Repeat what the lines below say, word for word, and skip every image.
===============
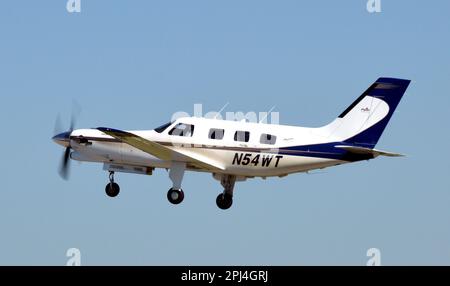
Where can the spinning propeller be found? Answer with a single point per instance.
(63, 139)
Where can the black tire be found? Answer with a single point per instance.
(175, 196)
(112, 190)
(224, 201)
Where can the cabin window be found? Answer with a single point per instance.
(216, 134)
(162, 128)
(181, 129)
(242, 136)
(268, 139)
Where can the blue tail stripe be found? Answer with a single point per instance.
(391, 91)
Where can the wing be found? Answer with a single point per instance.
(162, 152)
(362, 150)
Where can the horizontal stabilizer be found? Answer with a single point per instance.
(368, 151)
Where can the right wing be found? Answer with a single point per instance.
(162, 152)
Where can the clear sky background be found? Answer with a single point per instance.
(132, 64)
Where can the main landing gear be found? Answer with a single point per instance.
(176, 195)
(225, 200)
(112, 189)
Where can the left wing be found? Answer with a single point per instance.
(162, 152)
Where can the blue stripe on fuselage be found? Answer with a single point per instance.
(325, 151)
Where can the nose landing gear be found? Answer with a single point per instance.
(112, 189)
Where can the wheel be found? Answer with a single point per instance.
(112, 190)
(175, 196)
(224, 201)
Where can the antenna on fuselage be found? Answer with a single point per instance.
(267, 114)
(223, 107)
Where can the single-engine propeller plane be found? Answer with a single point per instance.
(234, 151)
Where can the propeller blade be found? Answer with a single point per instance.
(76, 110)
(58, 125)
(65, 165)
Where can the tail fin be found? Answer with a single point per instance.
(363, 122)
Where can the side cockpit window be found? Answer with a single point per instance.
(268, 139)
(216, 134)
(242, 136)
(181, 129)
(162, 128)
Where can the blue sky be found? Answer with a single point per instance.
(131, 65)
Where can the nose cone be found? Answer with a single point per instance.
(63, 139)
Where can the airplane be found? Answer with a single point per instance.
(234, 151)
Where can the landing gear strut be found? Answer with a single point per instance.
(225, 200)
(175, 196)
(176, 173)
(112, 189)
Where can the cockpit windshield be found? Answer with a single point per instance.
(161, 128)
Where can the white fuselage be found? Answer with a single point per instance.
(239, 158)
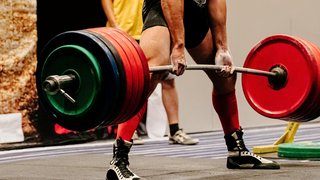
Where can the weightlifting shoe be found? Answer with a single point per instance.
(239, 157)
(182, 138)
(119, 165)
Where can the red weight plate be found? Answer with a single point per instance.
(305, 111)
(294, 57)
(135, 59)
(135, 79)
(128, 71)
(311, 111)
(143, 64)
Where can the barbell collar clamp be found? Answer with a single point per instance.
(216, 67)
(55, 84)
===============
Exercise response:
Where can the spinning propeller be found? Answer with a single point per instance.
(63, 139)
Where can the black tire be found? Answer with a single point per instance.
(175, 196)
(112, 190)
(224, 201)
Where can the cabin window be found? Answer with a single point per instance.
(216, 134)
(162, 128)
(181, 129)
(242, 136)
(268, 139)
Where can the blue tail stripe be found? Answer with a single point per instance.
(391, 91)
Where can the wing be found? Answer with a single point per instance.
(162, 152)
(362, 150)
Where can the horizontal stabilizer be found? Answer with a single point per instance.
(368, 151)
Where can the right wing be found? Answer with a single point per instance.
(162, 152)
Where can the clear sky background be found? Answer with a single point per instance.
(132, 64)
Where can the main landing gear be found? Answer with a single point per instance.
(176, 195)
(225, 200)
(112, 189)
Where can the left wing be found? Answer with a single point per instance.
(162, 152)
Where can the blue stripe on fuselage be found? Answer with a single point per instance.
(325, 151)
Where can the nose landing gear be found? Answer with a single point per instance.
(112, 189)
Where can the wheel be found? Answer with a single point per instance.
(112, 190)
(175, 196)
(224, 201)
Where can the antenna on fuselage be found? Answer with a single point per instance.
(267, 114)
(223, 107)
Where can the single-engine propeller plane be found? Answer with a single point per instance.
(234, 151)
Where can the propeller blade be found? Answer with a single point per instance.
(76, 110)
(58, 125)
(65, 165)
Where can the tail fin be found? Answer with a single point per instance.
(363, 122)
Where can the side cockpit window be found? Answer with a single point per instance.
(268, 139)
(216, 134)
(242, 136)
(181, 129)
(162, 128)
Where can the blue sky be found? Answer with a single point per instance.
(131, 65)
Where can the nose cone be found? Answer with a single point per instance.
(63, 139)
Where can the airplane be found? Answer with a single point per instance.
(234, 151)
Where can the landing gear strut be found? Answer with a single point per instance.
(225, 200)
(175, 196)
(176, 173)
(112, 189)
Where can the cockpit windshield be found? Answer with a single point per instance.
(161, 128)
Where can the white fuselage be found? Answer with a single point per instance.
(239, 158)
Where can the weightlifting shoe be found? Answer with a single point per instance.
(239, 157)
(182, 138)
(119, 165)
Where can the red weight plate be found? Answer with a single point per instance.
(305, 111)
(294, 57)
(135, 59)
(135, 79)
(128, 71)
(311, 111)
(143, 64)
Where can the barbell collar clamp be found? Answer with a single point per instance.
(216, 67)
(55, 84)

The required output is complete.